# DIRECTIVE 1
Retype the passage of the snowblower gearbox thread from "Does anyone know" to "look so easy.".
# DIRECTIVE 2
In the snowblower gearbox thread, what total does pjw73nh expect to pay for the three seals, the bracket, the case, and the bolts and nuts?
# DIRECTIVE 3
Pick up the snowblower gearbox thread after its final post and write the next part.

# PASSAGE TO READ
# 1999 HS828 WAS . Looking for Auger gearbox support kit



## pjw73nh (Jan 29, 2015)

In combing through the internet recently, I have come to understand there is a kit available that would allow me to add a center support to the auger gearbox of my HS828.

I found one diagram someplace that showed the brace as item #17, but the parts listing for the page only went to 16.

My understanding is that if I decide to do this, I'll need a different gearbox housing (with holes in the top for the brace) and the brace itself and then a few nuts and bolts to hold it in.

Does anyone know of this kit, or if I just need to get separate parts? The follow up question would be whether I could reuse most or all of the internal parts from the old gearbox. 

Thanks.


----------



## orangputeh (Nov 24, 2016)

boats sells that gearbox part for about 65 bucks. yes, i believe you can use the same parts. donyboy73 has a good video on you-tube on rebuilding that gearbox. he makes it look so easy.

i would change seals also since you are doing this. boats also sells that bracket. not sure if your housing has the holes for it on top of the bucket. my 828 does not.


----------



## pjw73nh (Jan 29, 2015)

Orangputeh, Thanks for the great information. Yes, Boats seems to have everything I need. 3 seals, bracket, case & bolts /nuts gonna be around $125. And yes, I did see Donyboy's video earlier today. That guy makes fantastic videos. 

So now the big question: I've had 17+ years of great performance and reliability with this machine, and I wouldn't consider the paces I've put this machine through easy paces. Not 11 feet of snow average annually, but we certainly hit that mark a few times during its lifetime. Do you think it's worth the $125 to retro fit the bracket? It's got me through 16 seasons, and so far (starting today) the only really worn part in the "snow train" is the impeller bearing. I have NOT disassembled the gearbox. No need to. Seems to turn ok, no noise, no play.

Thoughts? 

Thanks


----------



## JnC (Feb 21, 2014)

The support bracket is a nice piece that helps premature bearing wear/failure BUT I dont think its worth spending the money. 

If I was you, I'd advise on keeping your eye out for a 928, you can sell yours afterwards (which I am sure you wouldnt have any issue doing so). The 928 will have an added horse for power and the support bracket, the rest of the machine is pretty much identical. If you find a newer machine, i think 2012+ you'll also have the taller handle bars.


----------



## orangputeh (Nov 24, 2016)

I really don't think it is worth it either. sure you will see that gearbox bob a little without the bracket but I have never had a problem and my 828 is about 25 years old.

# STORED ROWS

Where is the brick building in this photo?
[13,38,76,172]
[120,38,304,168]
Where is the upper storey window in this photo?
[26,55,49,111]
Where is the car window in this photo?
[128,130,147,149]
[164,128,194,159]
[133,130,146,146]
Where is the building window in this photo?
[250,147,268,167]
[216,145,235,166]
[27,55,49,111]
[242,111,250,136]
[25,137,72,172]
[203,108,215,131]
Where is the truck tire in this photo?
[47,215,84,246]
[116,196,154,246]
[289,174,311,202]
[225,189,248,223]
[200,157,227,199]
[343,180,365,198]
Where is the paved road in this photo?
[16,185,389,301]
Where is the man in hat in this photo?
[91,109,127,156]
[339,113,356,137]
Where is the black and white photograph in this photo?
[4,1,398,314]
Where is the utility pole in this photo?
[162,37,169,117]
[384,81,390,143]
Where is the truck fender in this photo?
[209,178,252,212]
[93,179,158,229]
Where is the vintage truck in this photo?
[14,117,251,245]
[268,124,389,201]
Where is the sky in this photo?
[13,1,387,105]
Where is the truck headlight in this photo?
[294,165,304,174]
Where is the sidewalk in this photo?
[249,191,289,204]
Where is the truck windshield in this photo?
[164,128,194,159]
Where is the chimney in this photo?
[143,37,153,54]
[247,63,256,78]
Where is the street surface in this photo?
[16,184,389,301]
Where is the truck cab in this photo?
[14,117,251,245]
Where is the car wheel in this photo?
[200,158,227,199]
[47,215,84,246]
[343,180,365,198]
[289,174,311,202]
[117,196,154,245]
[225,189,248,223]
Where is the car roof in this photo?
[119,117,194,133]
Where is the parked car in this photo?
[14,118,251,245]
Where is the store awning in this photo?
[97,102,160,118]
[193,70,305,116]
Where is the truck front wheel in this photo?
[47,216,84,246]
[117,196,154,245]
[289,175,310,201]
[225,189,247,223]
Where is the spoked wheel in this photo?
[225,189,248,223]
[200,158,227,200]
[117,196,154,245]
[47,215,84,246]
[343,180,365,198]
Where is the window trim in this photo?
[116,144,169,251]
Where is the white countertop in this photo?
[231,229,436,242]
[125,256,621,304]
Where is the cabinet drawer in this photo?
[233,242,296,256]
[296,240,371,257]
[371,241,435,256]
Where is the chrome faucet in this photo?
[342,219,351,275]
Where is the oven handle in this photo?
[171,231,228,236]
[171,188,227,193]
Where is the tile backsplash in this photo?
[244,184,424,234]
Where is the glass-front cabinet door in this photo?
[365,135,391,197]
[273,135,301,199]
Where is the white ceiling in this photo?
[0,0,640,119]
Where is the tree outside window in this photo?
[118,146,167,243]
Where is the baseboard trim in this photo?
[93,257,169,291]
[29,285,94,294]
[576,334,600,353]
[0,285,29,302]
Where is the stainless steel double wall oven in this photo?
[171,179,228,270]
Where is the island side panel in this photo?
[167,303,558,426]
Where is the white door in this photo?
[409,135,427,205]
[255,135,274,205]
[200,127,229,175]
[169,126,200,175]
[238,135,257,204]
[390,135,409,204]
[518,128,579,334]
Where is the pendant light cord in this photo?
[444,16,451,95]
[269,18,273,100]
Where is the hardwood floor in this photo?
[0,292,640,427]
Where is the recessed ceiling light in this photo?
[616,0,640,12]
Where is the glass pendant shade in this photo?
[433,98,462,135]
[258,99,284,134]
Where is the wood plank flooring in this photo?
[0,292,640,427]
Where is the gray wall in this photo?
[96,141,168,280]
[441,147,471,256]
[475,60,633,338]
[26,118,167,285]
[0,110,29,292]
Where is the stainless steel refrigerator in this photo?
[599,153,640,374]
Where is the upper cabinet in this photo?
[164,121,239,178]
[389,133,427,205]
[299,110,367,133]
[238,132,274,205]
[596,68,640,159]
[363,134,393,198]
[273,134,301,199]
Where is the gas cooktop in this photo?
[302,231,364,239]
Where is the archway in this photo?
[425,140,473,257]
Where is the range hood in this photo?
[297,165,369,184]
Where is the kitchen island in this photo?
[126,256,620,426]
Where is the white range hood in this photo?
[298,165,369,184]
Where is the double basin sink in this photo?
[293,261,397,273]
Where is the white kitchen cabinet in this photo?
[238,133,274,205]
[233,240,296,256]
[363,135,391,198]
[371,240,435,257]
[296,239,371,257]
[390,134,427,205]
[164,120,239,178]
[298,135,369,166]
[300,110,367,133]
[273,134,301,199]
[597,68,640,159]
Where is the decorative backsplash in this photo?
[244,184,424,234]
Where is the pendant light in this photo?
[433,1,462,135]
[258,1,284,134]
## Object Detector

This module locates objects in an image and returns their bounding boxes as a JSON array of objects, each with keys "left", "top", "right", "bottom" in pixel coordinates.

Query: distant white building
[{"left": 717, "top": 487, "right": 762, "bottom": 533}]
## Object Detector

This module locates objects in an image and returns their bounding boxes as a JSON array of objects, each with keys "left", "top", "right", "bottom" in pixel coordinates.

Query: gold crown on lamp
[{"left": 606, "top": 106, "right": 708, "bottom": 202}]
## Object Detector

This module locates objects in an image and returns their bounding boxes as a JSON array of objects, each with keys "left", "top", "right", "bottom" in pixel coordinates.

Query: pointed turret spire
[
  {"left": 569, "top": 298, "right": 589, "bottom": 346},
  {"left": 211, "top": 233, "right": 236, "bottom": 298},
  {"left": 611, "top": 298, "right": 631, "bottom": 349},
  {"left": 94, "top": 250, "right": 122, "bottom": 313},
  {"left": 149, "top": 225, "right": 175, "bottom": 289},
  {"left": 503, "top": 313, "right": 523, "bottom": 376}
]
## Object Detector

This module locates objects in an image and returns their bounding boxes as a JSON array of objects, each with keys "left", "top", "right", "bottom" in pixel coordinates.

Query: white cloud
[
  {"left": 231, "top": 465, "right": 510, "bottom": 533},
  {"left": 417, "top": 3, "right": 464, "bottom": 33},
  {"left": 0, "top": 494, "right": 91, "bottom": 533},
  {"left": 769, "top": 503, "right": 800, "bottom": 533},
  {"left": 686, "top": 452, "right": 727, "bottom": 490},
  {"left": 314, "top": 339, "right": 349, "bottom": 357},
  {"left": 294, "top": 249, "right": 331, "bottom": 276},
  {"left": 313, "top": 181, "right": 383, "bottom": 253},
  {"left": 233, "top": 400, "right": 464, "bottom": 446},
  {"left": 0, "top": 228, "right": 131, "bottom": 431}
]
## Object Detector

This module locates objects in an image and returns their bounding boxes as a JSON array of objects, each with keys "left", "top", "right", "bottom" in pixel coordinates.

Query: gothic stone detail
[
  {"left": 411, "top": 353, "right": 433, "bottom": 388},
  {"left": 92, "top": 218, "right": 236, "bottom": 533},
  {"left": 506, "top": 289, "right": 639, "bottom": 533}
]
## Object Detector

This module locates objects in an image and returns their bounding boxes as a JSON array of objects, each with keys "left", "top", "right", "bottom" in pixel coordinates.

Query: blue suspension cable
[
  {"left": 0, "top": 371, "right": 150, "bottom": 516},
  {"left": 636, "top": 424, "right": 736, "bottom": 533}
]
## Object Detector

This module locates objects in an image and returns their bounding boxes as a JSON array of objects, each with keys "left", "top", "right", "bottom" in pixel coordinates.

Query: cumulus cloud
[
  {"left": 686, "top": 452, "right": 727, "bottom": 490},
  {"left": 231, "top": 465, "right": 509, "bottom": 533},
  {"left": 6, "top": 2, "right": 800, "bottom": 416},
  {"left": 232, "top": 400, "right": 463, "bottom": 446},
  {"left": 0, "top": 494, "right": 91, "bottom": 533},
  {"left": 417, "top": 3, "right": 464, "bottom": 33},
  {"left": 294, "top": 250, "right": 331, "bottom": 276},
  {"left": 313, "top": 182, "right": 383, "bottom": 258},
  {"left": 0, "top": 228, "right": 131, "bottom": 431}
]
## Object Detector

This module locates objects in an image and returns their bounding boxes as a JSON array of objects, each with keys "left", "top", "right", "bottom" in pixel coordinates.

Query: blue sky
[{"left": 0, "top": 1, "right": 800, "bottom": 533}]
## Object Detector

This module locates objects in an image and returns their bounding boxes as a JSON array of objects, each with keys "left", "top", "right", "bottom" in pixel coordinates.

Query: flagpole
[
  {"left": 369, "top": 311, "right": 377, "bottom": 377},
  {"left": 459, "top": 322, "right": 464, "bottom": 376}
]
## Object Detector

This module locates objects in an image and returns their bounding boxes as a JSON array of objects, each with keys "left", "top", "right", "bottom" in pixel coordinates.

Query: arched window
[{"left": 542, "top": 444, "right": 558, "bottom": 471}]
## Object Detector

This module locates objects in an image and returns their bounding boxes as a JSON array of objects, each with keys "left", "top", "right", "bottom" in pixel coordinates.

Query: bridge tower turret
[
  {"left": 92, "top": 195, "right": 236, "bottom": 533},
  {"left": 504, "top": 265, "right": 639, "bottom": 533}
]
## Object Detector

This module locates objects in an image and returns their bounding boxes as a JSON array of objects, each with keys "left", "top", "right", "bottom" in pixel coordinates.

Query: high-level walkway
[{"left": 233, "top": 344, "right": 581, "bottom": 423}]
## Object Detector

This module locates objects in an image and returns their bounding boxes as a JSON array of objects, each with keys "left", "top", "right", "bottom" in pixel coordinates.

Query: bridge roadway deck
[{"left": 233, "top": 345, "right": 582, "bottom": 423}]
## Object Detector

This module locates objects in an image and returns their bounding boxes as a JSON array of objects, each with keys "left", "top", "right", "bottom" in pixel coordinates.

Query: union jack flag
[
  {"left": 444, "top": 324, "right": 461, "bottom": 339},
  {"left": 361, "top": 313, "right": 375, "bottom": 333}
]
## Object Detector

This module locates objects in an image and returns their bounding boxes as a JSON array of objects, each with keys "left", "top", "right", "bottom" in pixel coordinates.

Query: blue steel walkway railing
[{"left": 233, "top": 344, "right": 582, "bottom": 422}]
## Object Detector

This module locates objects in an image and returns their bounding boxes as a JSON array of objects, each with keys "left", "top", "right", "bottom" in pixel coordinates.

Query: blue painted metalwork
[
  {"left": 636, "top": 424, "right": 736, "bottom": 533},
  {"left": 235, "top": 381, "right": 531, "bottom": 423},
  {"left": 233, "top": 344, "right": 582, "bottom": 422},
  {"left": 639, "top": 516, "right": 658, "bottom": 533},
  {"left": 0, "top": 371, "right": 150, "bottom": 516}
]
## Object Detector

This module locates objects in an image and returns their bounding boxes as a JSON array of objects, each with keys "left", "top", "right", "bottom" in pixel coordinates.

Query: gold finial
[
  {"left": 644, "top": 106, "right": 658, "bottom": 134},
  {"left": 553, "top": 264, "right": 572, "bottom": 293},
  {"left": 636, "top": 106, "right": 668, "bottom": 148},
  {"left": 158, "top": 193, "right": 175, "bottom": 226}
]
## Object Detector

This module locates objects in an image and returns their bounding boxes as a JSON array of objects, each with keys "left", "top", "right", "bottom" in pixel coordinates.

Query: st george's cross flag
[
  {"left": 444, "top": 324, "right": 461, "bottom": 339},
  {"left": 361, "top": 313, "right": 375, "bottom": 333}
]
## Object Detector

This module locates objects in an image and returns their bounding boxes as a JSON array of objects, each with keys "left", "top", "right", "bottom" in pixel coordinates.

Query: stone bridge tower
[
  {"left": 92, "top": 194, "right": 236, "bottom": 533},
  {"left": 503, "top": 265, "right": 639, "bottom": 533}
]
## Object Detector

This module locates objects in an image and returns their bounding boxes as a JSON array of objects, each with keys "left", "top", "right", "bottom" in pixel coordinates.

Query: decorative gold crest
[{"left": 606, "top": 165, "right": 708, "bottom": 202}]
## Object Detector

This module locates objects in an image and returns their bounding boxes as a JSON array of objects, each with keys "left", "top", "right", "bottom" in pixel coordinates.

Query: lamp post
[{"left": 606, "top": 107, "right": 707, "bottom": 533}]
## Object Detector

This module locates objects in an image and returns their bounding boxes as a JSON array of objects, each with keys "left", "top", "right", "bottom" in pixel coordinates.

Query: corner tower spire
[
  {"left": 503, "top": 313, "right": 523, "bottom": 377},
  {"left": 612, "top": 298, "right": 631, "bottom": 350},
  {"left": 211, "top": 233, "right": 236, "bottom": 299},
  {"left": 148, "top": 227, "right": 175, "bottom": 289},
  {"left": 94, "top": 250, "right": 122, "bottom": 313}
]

# EXERCISE ANSWER 1
Does anyone know of this kit, or if I just need to get separate parts? The follow up question would be whether I could reuse most or all of the internal parts from the old gearbox. 

Thanks.


----------



## orangputeh (Nov 24, 2016)

boats sells that gearbox part for about 65 bucks. yes, i believe you can use the same parts. donyboy73 has a good video on you-tube on rebuilding that gearbox. he makes it look so easy.

# EXERCISE ANSWER 2
Around $125.

# EXERCISE ANSWER 3
17 years is really not that old for a Honda. They will last almost forever if you keep them up. Several around here have sold for 1200-1400 dollars. I bought a used 5 year old hs928 for 500 from someone that was moving and it is in excellent condition ( in summer ) so the deals are out there.

I use the 828 as my main machine and for blowing other people's drives for money and keep the 928 for backup. the good thing about 828's is that around here you can get cheap doner machines for parts since people want to upgrade. plenty around.

change that impeller bearing , service the rest of the machine , lube and grease, change oil , adjust stuff , especially the scraper plate and shoes to protect the bottom of the bucket, change plug maybe, and put some fresh gas treated with stabil and seafoam and you will be good for quite awhile.


----------



## Tommy's SHO (Sep 11, 2019)

pjw73nh said:


> In combing through the internet recently, I have come to understand there is a kit available that would allow me to add a center support to the auger gearbox of my HS828.
> 
> I found one diagram someplace that showed the brace as item #17, but the parts listing for the page only went to 16.
> 
> ...


Honda Snow Blower Parts HS828K1 TA-B VIN# SZAK-2100001 TO SZAK-2119999 OEM Parts Diagram for AUGER TRANSMISSION | Boats.net 

Number 17 is there...


----------



## Johnny G1 (Jan 28, 2020)

I made one on my old 828 and it was like a couple bucks for the aluminum strapping that was 1" wide x1/4" works like a hot dam, very easy to make and mount.


----------



## 140278 (Aug 27, 2020)

posts 6 and 7
do both of you see that you answered a dead thread from 3 years ago ?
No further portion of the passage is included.